[AIM OF THE EXERCISE]
Rewrite the listing below with "crimson petal" replaced by "red petal" everywhere it occurs, keeping everything else the same.
# # # # #
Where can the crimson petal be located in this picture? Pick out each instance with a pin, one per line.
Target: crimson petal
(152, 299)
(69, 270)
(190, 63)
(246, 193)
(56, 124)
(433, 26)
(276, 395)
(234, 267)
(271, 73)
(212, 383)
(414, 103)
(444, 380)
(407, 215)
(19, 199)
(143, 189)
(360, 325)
# # # # #
[ANSWER FOR THIS EXERCISE]
Where can the red petal be located in this picture? Pick out each instance with a pin, one per line.
Target: red petal
(152, 299)
(69, 270)
(190, 63)
(246, 193)
(56, 124)
(433, 26)
(276, 395)
(234, 267)
(271, 73)
(212, 383)
(414, 103)
(444, 380)
(407, 215)
(19, 199)
(143, 189)
(360, 325)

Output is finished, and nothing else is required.